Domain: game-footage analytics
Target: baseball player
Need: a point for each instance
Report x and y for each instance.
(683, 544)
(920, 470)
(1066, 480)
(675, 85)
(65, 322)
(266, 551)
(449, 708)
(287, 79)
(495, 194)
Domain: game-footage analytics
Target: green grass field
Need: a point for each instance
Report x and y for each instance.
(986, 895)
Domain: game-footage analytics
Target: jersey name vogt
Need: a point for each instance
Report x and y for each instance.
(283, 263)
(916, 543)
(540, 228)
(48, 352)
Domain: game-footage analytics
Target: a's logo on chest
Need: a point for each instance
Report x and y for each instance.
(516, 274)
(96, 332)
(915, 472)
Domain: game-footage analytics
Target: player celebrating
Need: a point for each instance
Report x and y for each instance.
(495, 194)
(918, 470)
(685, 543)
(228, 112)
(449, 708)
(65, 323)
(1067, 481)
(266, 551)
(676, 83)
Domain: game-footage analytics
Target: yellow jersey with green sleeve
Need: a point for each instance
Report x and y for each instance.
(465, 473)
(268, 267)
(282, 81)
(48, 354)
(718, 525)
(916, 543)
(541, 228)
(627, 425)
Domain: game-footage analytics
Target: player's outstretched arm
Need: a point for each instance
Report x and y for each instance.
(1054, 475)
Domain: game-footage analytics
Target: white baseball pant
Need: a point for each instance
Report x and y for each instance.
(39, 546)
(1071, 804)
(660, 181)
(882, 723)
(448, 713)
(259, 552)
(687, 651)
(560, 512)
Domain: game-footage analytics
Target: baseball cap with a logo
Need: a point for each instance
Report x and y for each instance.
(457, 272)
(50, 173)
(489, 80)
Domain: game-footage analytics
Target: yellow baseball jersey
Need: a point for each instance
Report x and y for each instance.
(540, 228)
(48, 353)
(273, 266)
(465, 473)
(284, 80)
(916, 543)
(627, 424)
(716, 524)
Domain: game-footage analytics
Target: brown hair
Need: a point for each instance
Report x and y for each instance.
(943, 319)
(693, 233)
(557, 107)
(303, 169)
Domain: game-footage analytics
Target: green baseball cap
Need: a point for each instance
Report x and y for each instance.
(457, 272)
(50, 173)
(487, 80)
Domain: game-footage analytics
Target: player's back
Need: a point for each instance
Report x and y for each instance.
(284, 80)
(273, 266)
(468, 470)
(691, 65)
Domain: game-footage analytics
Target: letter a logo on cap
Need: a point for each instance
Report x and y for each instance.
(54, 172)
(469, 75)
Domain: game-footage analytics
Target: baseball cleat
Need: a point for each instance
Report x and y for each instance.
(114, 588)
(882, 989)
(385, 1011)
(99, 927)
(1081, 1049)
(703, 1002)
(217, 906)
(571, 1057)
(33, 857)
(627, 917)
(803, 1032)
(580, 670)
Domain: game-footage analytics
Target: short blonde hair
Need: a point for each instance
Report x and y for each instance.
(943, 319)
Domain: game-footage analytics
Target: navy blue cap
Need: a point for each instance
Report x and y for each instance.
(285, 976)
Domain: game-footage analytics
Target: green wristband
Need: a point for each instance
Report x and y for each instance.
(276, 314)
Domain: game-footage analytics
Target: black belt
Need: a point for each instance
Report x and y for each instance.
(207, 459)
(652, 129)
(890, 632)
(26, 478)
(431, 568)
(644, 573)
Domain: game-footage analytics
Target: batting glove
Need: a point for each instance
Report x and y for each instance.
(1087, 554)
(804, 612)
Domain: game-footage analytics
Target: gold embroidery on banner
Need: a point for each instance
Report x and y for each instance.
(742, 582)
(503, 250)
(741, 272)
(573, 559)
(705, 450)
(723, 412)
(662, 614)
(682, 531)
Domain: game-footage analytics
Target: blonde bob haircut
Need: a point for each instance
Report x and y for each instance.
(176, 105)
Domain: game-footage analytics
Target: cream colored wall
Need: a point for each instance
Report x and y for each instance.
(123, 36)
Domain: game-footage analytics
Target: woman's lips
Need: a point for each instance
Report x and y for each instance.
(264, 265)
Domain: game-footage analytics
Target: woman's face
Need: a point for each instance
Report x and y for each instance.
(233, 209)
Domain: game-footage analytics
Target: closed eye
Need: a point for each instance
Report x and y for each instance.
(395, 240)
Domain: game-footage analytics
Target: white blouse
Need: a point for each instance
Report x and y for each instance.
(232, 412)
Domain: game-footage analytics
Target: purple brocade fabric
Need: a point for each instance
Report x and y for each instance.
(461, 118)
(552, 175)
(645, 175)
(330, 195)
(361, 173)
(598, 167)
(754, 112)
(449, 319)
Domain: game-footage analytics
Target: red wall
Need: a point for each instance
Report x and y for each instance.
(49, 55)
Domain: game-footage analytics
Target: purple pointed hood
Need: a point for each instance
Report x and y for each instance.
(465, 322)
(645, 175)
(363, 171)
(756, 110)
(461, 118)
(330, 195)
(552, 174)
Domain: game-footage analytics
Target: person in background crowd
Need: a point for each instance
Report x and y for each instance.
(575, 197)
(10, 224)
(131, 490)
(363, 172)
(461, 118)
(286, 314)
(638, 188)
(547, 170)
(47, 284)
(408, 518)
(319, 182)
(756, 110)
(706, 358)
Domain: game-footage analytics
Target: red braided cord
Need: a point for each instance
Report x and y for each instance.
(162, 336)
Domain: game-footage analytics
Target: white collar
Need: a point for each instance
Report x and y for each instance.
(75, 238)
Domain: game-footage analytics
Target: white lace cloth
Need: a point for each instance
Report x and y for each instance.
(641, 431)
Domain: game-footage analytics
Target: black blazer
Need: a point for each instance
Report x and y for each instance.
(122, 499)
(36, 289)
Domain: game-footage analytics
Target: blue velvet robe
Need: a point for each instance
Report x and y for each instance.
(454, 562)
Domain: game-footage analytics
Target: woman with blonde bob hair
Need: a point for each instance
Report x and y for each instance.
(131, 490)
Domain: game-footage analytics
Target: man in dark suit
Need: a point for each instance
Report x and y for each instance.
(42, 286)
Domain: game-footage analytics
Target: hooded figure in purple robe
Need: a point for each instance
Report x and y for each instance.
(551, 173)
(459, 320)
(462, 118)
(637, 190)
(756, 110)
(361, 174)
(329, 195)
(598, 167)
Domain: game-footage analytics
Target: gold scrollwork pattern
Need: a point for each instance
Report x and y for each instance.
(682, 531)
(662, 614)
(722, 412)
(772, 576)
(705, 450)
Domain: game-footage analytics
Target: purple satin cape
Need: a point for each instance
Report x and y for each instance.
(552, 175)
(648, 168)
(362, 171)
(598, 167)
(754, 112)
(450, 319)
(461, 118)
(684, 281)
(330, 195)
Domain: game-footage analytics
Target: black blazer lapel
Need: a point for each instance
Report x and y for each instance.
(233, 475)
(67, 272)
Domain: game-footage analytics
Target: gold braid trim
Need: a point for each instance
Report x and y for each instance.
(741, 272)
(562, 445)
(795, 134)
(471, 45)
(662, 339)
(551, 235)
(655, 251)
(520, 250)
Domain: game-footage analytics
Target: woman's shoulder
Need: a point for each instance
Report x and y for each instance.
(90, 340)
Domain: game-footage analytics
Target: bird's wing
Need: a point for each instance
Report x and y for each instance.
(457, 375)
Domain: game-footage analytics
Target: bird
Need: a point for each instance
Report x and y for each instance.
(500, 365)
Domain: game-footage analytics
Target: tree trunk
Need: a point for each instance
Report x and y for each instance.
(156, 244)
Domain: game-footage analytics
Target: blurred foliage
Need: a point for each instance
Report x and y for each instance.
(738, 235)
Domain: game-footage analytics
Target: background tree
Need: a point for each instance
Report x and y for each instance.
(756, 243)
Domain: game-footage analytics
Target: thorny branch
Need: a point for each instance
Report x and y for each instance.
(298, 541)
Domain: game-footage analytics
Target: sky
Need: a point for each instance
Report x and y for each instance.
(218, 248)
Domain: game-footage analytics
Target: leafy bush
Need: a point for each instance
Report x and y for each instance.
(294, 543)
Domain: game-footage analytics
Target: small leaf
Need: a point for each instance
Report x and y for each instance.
************
[About this task]
In how many lines of the data above does the word "white" occur? Only the number is wanted.

[Written response]
4